**TEXT PASSAGE**
- Leagues: Philippine Basketball Association (1984–1985)
- Founded: 1980
- Dissolved: 1986
- Location: Philippines
- Team colors: Red, white and black
- President: Eduardo M. Cojuangco, Jr.
- Head coach: Ron Jacobs
- Championships: Northern Cement: 1981 William Jones Cup 1985 William Jones Cup (playing as San Miguel Beer) 1985 PBA Reinforced Conference As the Philippine national team: 1981 Southeast Asian Games 1982 ABC Juniors Championship 1985 Southeast Asian Games 1985 ABC Championship
- Website: http://www.ncc.com.ph
| Home | Away |

= Northern Cement basketball team =

The Northern Cement basketball team (popularly known as "the NCC basketball team") refers to the team that represented the national basketball program and training pool for the Philippines men's national basketball team from 1980 to 1986. The team was owned by businessman Eduardo "Danding" Cojuangco, Jr. through his company, Northern Cement Corporation (NCC).

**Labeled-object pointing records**
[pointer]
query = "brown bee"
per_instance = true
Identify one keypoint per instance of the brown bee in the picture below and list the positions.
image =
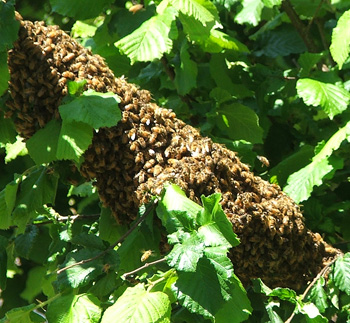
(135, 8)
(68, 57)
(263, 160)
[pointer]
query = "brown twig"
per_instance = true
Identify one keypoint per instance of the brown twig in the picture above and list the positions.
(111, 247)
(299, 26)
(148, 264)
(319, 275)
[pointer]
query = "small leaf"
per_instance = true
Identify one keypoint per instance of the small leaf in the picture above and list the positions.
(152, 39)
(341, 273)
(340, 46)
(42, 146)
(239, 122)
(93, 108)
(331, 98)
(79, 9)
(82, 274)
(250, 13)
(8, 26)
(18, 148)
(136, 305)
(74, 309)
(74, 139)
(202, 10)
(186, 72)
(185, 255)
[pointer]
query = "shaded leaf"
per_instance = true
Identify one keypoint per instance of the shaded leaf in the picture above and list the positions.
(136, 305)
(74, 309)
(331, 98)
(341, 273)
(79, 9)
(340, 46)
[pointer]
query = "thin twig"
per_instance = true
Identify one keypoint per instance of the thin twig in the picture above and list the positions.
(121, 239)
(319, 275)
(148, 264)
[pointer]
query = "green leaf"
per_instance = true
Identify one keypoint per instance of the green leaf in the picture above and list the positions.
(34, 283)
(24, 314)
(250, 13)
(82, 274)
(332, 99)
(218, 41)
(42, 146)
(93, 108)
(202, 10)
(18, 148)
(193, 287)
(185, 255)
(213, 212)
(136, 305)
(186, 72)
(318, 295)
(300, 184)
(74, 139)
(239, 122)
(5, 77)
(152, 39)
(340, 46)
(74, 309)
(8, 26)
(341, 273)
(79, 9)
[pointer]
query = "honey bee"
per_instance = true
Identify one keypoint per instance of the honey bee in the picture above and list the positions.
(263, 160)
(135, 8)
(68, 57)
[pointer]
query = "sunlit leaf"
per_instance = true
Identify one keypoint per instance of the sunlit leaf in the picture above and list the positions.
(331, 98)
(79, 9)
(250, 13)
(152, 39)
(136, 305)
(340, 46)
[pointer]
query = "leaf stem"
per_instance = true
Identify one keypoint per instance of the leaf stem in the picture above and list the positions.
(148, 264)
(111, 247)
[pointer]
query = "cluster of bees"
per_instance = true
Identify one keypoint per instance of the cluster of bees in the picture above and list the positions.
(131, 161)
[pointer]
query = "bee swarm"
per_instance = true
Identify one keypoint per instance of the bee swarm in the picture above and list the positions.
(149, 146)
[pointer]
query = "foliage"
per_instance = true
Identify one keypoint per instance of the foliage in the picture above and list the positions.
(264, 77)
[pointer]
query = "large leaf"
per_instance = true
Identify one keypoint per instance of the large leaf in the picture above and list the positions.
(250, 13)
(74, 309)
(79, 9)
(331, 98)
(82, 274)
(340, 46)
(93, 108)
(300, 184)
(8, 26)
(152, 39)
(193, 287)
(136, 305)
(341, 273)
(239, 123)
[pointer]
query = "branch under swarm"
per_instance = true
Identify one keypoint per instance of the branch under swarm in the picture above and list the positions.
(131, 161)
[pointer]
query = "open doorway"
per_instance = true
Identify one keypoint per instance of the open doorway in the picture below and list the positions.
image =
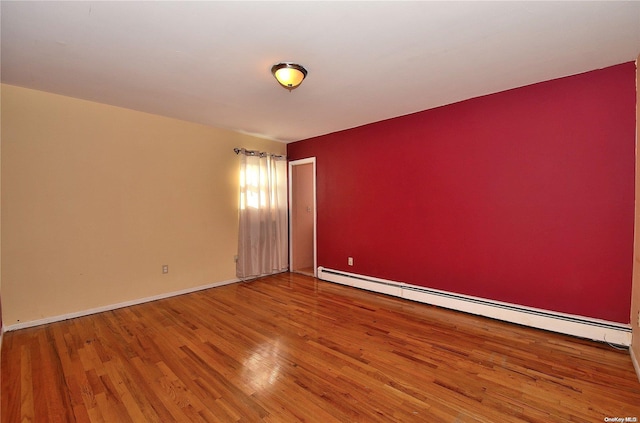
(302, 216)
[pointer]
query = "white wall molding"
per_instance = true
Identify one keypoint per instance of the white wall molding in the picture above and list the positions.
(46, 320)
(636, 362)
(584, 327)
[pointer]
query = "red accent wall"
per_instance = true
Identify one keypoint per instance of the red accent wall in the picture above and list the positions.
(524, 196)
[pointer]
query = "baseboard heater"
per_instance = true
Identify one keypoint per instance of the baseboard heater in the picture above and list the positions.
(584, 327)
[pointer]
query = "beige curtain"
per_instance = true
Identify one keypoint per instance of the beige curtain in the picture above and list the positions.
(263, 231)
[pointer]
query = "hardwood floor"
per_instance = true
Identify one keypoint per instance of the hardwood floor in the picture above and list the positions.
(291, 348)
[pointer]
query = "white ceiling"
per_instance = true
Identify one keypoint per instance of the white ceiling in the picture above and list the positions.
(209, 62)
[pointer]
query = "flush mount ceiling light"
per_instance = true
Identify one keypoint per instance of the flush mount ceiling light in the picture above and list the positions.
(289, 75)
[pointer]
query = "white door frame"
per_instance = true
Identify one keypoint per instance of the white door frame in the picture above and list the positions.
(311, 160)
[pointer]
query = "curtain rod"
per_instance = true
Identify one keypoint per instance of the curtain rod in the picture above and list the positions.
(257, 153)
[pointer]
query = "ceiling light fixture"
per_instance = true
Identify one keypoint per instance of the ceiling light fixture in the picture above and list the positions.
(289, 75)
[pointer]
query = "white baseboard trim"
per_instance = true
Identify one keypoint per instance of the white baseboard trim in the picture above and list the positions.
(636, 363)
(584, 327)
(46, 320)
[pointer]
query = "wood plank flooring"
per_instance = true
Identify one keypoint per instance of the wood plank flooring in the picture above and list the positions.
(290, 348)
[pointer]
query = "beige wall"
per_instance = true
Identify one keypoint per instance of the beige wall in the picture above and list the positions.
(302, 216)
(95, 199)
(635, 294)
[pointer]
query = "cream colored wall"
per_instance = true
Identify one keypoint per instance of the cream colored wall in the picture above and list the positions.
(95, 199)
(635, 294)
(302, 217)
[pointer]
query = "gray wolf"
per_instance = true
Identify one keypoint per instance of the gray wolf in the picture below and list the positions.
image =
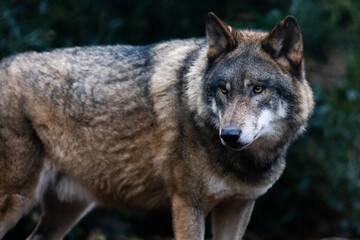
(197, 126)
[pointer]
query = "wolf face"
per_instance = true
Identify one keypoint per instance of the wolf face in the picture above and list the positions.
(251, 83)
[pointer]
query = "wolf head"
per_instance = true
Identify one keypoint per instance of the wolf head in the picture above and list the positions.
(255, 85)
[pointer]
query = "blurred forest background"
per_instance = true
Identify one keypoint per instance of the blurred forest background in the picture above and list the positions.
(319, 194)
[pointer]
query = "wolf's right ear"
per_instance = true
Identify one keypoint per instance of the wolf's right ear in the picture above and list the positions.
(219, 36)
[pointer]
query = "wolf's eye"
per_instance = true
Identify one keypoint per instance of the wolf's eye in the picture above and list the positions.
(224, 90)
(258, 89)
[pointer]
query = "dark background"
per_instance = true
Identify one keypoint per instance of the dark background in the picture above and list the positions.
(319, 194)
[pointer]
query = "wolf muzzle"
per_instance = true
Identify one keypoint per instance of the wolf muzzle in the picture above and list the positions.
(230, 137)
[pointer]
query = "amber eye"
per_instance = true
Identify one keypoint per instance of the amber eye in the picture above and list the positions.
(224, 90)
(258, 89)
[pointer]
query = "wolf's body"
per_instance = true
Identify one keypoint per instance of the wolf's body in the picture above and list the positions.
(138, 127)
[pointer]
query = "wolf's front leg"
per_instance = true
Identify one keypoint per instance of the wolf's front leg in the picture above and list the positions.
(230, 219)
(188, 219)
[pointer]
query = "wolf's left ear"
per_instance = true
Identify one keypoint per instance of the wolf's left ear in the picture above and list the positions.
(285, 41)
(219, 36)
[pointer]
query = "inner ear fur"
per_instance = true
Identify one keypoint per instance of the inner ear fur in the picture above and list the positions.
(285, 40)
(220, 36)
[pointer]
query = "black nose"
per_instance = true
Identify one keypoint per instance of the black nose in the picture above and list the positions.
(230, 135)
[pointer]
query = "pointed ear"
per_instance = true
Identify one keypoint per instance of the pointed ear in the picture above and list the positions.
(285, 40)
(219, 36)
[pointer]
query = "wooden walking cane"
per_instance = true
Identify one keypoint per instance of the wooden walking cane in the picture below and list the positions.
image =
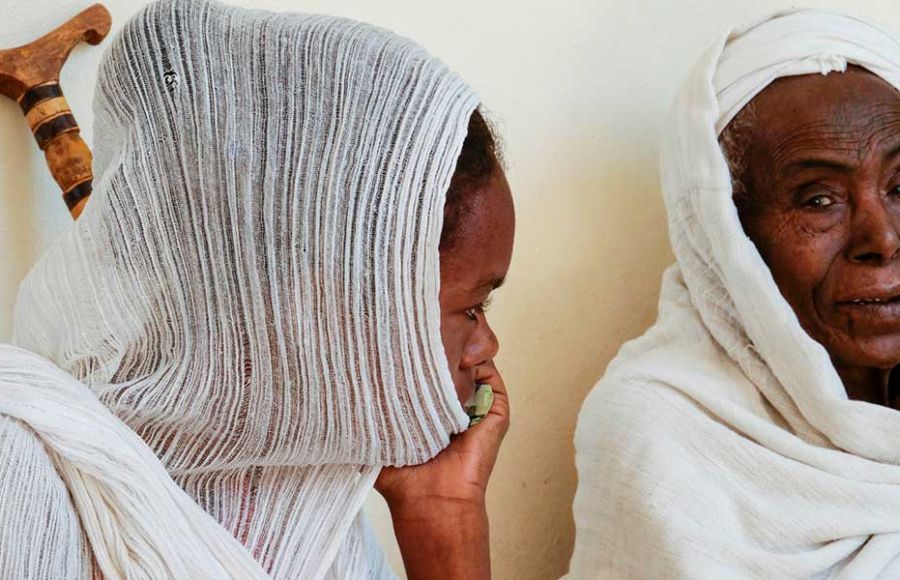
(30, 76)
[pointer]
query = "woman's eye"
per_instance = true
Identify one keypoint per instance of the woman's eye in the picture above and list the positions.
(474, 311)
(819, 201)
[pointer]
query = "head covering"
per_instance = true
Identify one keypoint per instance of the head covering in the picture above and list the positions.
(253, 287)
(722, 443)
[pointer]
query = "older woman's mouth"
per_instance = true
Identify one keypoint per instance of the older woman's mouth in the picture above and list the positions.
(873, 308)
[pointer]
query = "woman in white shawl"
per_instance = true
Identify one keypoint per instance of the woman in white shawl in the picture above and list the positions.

**EXERCISE TASK 1**
According to the Northern Cement article, who was the team's head coach?
**EXERCISE TASK 2**
How would you render this sentence from the Northern Cement article in Spanish: "The team was owned by businessman Eduardo 'Danding' Cojuangco, Jr. through his company, Northern Cement Corporation (NCC)."
**EXERCISE TASK 3**
Can you carry on the Northern Cement article from its final sentence?
The records stand apart from the Northern Cement article and have no connection to it.

**TASK OUTPUT 1**
Ron Jacobs

**TASK OUTPUT 2**
El equipo era propiedad del empresario Eduardo «Danding» Cojuangco, Jr., a través de su empresa, Northern Cement Corporation (NCC).

**TASK OUTPUT 3**
==Beginnings==

In 1980, businessman and ambassador Eduardo "Danding" Cojuangco, founder and owner of Northern Cement Corporation, was appointed by the Philippine President Ferdinand E. Marcos to become the project director for basketball in the country. Cojuangco (despite not being an officer or member of the national basketball governing body at that time - the Basketball Association of the Philippines) was tasked to set up, finance, and develop the national basketball team to represent the country internationally. During that time, the best players in the country were playing in the Philippine Basketball Association (PBA), the first professional basketball league in the Philippines, and in Asia. With the Fédération Internationale de Basketball Amateur ruling that only amateur basketball players would be allowed to participate in national basketball team tournaments, Cojuangco sought a way to keep the Philippine basketball competitive on the international stage, without the country's best players.

American collegiate coaches Ron Jacobs and Ben Lindsey were brought in to handle the team. Eventually, Jacobs became NCC's head coach.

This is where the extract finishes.